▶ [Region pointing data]
-------------------------
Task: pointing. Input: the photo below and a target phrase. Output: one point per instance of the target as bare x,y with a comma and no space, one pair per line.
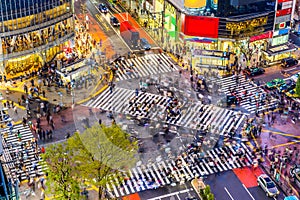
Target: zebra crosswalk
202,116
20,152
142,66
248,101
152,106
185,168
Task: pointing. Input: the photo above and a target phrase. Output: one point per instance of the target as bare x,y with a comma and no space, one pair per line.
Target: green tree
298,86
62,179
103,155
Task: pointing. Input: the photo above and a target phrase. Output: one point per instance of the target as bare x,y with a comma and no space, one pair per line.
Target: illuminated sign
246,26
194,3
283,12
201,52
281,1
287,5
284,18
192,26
-------------------------
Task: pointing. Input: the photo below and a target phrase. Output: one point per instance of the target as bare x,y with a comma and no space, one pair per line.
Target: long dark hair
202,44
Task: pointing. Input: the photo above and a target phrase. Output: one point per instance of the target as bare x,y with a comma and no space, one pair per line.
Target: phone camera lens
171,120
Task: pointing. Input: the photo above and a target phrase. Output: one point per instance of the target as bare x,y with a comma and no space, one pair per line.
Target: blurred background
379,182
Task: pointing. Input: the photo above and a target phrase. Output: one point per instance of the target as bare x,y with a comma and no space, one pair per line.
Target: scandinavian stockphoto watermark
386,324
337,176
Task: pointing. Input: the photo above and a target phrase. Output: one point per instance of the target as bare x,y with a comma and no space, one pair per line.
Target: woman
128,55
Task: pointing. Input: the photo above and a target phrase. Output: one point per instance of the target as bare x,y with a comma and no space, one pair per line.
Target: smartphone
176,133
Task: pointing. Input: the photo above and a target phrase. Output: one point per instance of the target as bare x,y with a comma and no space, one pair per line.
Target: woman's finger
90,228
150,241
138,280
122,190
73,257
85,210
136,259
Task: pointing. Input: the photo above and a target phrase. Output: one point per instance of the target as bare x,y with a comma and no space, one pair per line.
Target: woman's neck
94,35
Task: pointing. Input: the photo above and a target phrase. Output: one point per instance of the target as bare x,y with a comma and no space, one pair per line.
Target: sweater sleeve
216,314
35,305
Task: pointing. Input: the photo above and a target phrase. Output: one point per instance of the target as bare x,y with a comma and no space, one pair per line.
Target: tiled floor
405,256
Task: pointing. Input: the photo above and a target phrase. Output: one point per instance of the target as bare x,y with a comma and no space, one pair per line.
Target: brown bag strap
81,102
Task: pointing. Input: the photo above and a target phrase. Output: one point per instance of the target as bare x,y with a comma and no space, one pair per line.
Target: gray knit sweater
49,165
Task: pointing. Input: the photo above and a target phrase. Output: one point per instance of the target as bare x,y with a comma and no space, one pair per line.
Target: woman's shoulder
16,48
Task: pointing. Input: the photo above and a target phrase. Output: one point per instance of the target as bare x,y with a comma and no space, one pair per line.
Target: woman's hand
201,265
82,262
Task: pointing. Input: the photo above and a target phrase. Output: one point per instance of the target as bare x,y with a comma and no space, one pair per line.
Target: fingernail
-------------------------
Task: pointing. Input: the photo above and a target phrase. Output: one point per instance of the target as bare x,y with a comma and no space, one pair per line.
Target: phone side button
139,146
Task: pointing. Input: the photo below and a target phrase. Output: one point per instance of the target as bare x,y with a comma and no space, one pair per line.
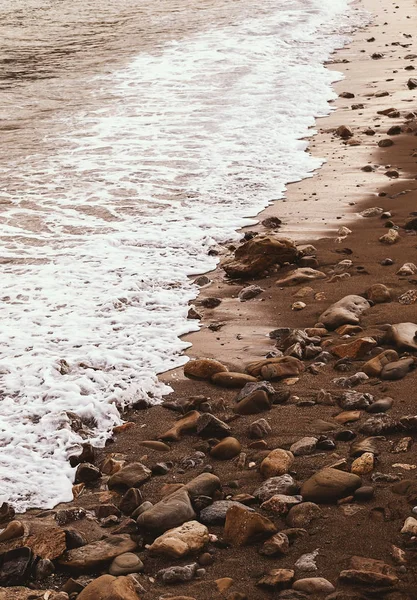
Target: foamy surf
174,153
-------------------------
▶ [Problem description]
Give again exactly, and only, the lines above starting at the one with "Target: woman's shoulder" and ending at the one with "Target: fingernail".

▶ [Answer section]
Target: woman's shoulder
16,48
Task: pointing. Input: the photo above and a target phrase. Output: one point per instance of the target as bare x,y with a comma and no space, one pair per line.
Target: woman's hand
201,265
82,262
Task: pointing. Input: the photo above and a target phrase. Output: one point per instance of the target as bare x,y with a comma and no space, one pair per line.
Target: fingernail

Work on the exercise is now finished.